> WORK TASK:
In the data below, find every line with the word "bumper" and copy it.

> SOURCE MATERIAL:
══════

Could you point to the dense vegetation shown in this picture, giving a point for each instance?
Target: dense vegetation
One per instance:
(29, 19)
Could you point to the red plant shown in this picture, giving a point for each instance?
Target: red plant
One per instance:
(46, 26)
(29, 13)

══════

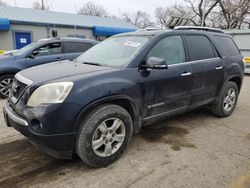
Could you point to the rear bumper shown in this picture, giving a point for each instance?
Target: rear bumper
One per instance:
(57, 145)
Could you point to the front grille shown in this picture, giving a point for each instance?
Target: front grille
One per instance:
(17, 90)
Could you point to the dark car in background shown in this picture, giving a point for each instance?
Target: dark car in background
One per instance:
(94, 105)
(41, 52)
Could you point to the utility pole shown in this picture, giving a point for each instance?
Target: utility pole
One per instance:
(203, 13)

══════

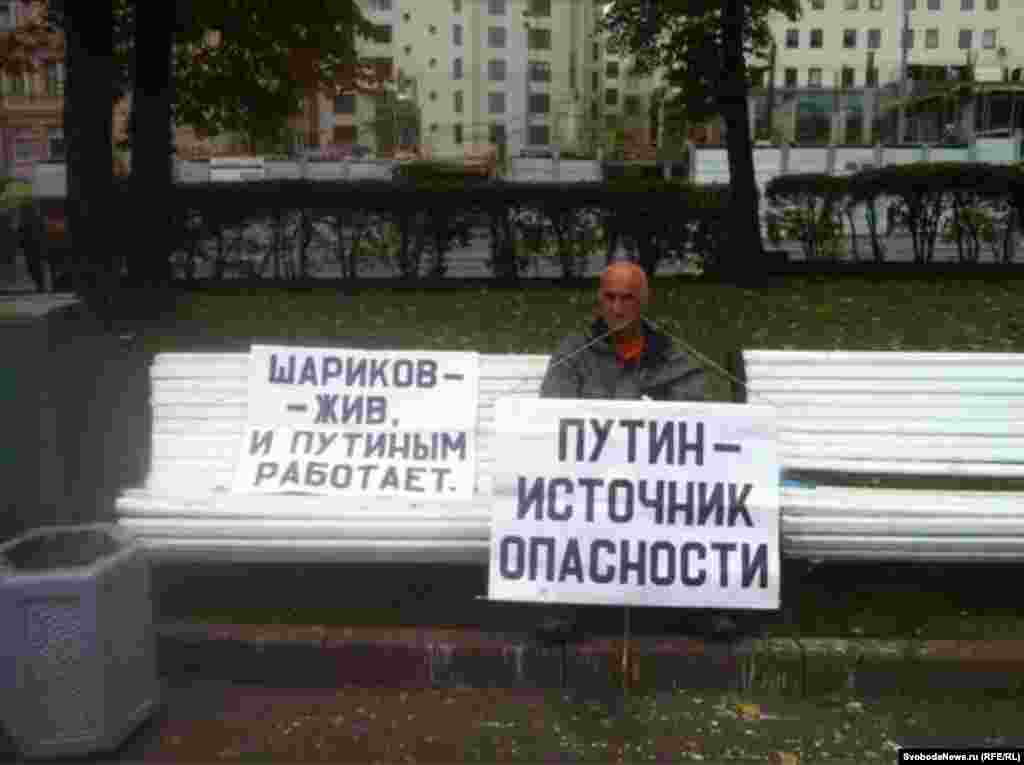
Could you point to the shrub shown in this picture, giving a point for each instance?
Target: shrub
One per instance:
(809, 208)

══════

> SOLUTION TO THIS TASK:
Could you point to the rear bumper shown in this picture, giving a point for each instance?
Target: rear bumper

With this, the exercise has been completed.